## [Task brief]
Could you repeat the whole listing below exactly, omitting any picture it holds?

## [Extracted data]
======

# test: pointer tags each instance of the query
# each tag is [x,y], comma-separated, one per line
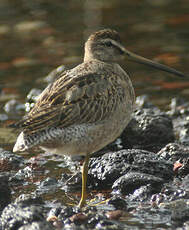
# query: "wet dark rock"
[149,129]
[114,215]
[11,161]
[143,193]
[143,102]
[31,98]
[185,182]
[54,74]
[180,116]
[14,107]
[20,214]
[179,209]
[40,225]
[29,199]
[179,155]
[108,168]
[118,202]
[178,107]
[5,192]
[127,183]
[3,117]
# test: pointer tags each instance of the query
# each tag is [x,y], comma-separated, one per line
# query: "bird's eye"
[108,44]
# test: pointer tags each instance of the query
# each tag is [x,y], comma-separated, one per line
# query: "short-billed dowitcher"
[88,106]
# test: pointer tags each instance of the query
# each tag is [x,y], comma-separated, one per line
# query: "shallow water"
[37,36]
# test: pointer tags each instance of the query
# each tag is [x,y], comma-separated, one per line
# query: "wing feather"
[73,100]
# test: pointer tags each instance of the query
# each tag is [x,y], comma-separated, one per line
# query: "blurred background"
[37,36]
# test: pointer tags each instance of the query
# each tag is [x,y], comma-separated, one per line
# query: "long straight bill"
[136,58]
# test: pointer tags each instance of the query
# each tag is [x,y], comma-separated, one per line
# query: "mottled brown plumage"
[88,106]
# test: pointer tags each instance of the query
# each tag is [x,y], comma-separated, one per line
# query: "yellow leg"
[84,181]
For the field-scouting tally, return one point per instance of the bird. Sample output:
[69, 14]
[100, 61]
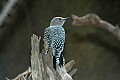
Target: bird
[54, 36]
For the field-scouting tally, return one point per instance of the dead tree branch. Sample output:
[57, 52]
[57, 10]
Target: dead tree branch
[6, 10]
[93, 19]
[41, 65]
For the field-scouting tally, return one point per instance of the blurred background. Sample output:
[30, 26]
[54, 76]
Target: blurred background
[95, 51]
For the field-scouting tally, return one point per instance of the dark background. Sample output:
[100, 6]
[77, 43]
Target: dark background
[95, 51]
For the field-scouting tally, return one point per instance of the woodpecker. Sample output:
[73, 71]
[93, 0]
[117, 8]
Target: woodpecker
[54, 36]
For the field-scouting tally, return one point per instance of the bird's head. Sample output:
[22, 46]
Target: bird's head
[58, 21]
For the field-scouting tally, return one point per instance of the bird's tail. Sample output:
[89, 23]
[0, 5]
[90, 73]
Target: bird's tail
[59, 60]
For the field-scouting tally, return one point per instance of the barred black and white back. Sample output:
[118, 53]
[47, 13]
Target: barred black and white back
[54, 35]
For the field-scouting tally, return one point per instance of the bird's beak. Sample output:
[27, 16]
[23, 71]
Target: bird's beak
[66, 18]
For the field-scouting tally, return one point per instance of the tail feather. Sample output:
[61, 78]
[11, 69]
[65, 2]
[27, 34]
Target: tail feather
[61, 60]
[54, 62]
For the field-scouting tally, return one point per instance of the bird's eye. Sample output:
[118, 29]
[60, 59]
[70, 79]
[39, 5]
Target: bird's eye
[59, 18]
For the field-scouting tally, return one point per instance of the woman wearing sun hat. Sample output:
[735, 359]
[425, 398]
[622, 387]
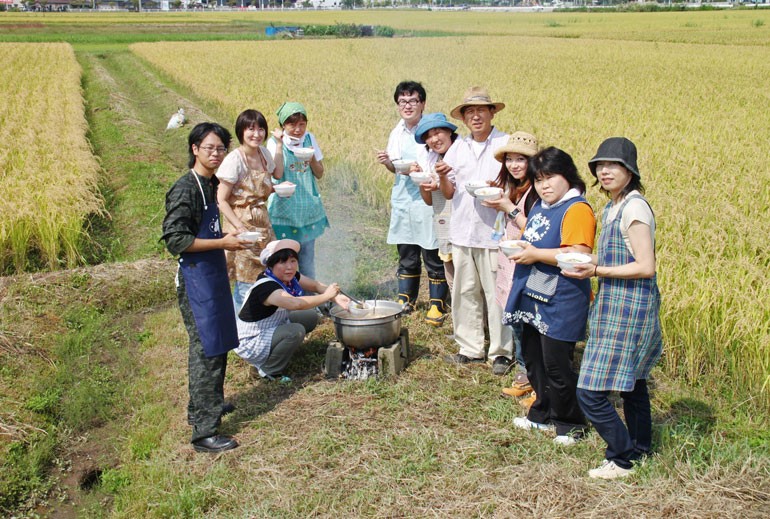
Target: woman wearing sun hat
[276, 314]
[438, 135]
[301, 216]
[625, 339]
[514, 208]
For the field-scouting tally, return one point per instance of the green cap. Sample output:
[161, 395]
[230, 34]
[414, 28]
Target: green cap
[288, 109]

======

## [Reply]
# test: pointer tags each instance of the query
# each tag is [x,y], comma-separated, one per line
# query: "wet dark rock"
[149,129]
[114,215]
[11,161]
[143,193]
[143,102]
[31,98]
[185,182]
[54,74]
[180,116]
[14,107]
[20,214]
[179,209]
[40,225]
[29,199]
[179,155]
[108,168]
[118,202]
[178,107]
[5,192]
[127,183]
[3,117]
# test: pointer tags each instance of the query
# each tag is [x,y], comma-separated, one per line
# query: "bird's eye"
[108,44]
# test: pointer tags each instance of the query
# each tag is [x,y], comma-separated, one per line
# query: "short-billed dowitcher"
[88,106]
# test: pointer tags each instance of the query
# each tag is [x,y], comma-separated, one per line
# query: "shallow water"
[37,36]
# test: pointer tags each instance of the query
# each tag is [x,y], comma-separated, one per line
# query: "wing feather"
[73,100]
# test: pointer tags each instance of the query
# each tag is [x,y], comma-separated, one per line
# query: "blurred background"
[37,36]
# test: pointer tags each instance of the query
# each tag is [x,y], comma-separated, one per line
# query: "long straight bill"
[136,58]
# test: pointer tags each instance of the query
# each tag is [x,y], comma-separated, one per line
# query: "mottled brown plumage"
[88,106]
# test: pointer tags each instance of the query
# each tag is [x,y], comma-separated, one per line
# query: "yellow leg"
[84,181]
For the field-scouting tally, return one point per instance of the bird. Sample output:
[69, 14]
[100, 61]
Target: bird
[54, 36]
For the field-scouting tally, return one point per instance of the dead tree branch. Sample output:
[57, 52]
[57, 10]
Target: dead tree branch
[6, 10]
[93, 19]
[41, 65]
For the field-scouting tally, return one point per instance of the blurred background. Sample output:
[30, 26]
[54, 76]
Target: blurred background
[95, 51]
For the field-scouting tally, return one point per instance of the dark background. Sample output:
[100, 6]
[77, 43]
Target: dark background
[95, 51]
For the field-scouting tally, return one point per instance of the woodpecker. Sample output:
[73, 71]
[93, 0]
[117, 8]
Target: woodpecker
[54, 36]
For the field-scouting tally, return one point per instance of the bird's head. Sample output:
[22, 46]
Target: bird's head
[58, 21]
For the field-scouting tally, return one point per instance of the bird's tail. Sample output:
[89, 23]
[0, 5]
[90, 73]
Target: bird's tail
[59, 60]
For the field-scouting tally, return one point per instance of the barred black and white back. Sample output:
[118, 53]
[47, 13]
Target: barred black and white back
[54, 35]
For the field-scouting tally, return one point per instance of the bird's beak. Sample output:
[27, 16]
[23, 71]
Target: bird's beak
[66, 18]
For the field-scouting tally, return one point per instance of the tail feather. Sample output:
[61, 78]
[11, 69]
[65, 2]
[27, 34]
Target: tail feather
[61, 60]
[54, 62]
For the field-scouting tally, return one point per instance of the bird's eye. Sample output:
[118, 29]
[60, 59]
[70, 79]
[39, 5]
Target: bird's eye
[59, 18]
For the field-scouting tally, return one point per instance of the woman wearing sun hat. Sample output:
[735, 359]
[425, 398]
[622, 387]
Target: woman wearing sun hat
[276, 314]
[438, 135]
[301, 216]
[625, 339]
[514, 208]
For the field-scouting tally, return one point per instance of the green cap. Sample output:
[161, 395]
[230, 34]
[414, 28]
Target: green cap
[288, 109]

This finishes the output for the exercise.